> **PASSAGE GIVEN**:

I keep an electric heater going in my coop(cuts off if moved or falls over). It has a thermostat. I live in North Carolina where it may be 40 this morning and 80 by lunch time(I have a ceiling fan and window fan for the heat). I will probably use this all winter long. Am I wrong in doing this.
Steady cold is not bad for chickens as long as they are not in a draft and they have plenty to eat. What a lot of commenters miss is how harmful temperature swings can be, especially if it goes back and forth between needing to heat up and needing to cool down. Depending on where in NC you are, you may have a climate like mine here in the mountains of East TN. I can tell you that the swings from heating to cooling and back can be chicken killers. I lost 5 of my older hens this Spring when temps went from frost to 90+ and I had turned off the heat in the coops already. We had already had 2 weeks of temps in the 80s. If I had kept them warmer during that last frost I might not have lost them. On the other hand, there is a danger of keeping them too warm when its cold and them not being able to keep themselves warm in a power failure.
 
No doubt that heat( sudden or not) that high can kill.
Our typical July and August from half to 3/4 of the days are over 90 and high humidity is not unusual. The chickens adjust pretty well although they don't lay a lot. They stay in the shade in the heat of the day and dig down into the damp soil to cool off. Before this year, I've lost maybe one hen per year to heat stress. The ones with the bigger combs seem to suffer less from the heat. Typical winter temps are in the teens and about one year out of 5 we go to -5F. We freeze & thaw all winter long. It's different from areas where things freeze and stay frozen all winter.

(Records from a pointing dataset)
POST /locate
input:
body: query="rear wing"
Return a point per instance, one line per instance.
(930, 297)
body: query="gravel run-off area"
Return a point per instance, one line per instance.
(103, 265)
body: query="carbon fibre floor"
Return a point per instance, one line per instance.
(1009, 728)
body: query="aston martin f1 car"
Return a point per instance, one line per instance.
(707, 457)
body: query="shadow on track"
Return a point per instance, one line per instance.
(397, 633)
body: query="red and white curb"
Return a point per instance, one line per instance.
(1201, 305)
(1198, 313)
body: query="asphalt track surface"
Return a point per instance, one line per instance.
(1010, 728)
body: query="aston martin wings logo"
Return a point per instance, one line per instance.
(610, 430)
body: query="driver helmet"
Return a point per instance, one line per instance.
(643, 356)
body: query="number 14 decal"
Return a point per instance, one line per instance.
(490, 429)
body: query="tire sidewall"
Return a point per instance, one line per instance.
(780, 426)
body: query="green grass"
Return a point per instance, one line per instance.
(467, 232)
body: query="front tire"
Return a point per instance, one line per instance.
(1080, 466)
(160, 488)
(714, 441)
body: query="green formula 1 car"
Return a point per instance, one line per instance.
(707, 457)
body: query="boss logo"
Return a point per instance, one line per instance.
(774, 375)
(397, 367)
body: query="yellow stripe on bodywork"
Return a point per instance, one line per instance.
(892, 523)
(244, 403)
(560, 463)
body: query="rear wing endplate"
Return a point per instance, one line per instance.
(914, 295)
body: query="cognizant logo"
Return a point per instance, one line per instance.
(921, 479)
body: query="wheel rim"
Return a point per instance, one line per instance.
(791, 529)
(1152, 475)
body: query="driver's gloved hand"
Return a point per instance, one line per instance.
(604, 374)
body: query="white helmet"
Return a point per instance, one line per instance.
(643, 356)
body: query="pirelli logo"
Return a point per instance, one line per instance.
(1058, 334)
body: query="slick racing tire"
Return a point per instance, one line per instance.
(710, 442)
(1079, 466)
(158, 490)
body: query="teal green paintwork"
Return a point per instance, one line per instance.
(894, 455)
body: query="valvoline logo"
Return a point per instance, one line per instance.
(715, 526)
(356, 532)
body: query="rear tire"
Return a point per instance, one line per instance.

> **WHAT TO PRODUCE**:
Please write out the part of the chicken coop discussion that opens with the words containing "I keep an electric" and closes with "in doing this.". Rely on the chicken coop discussion alone, not on the items.

> **COMPLETED TASK**:
I keep an electric heater going in my coop(cuts off if moved or falls over). It has a thermostat. I live in North Carolina where it may be 40 this morning and 80 by lunch time(I have a ceiling fan and window fan for the heat). I will probably use this all winter long. Am I wrong in doing this.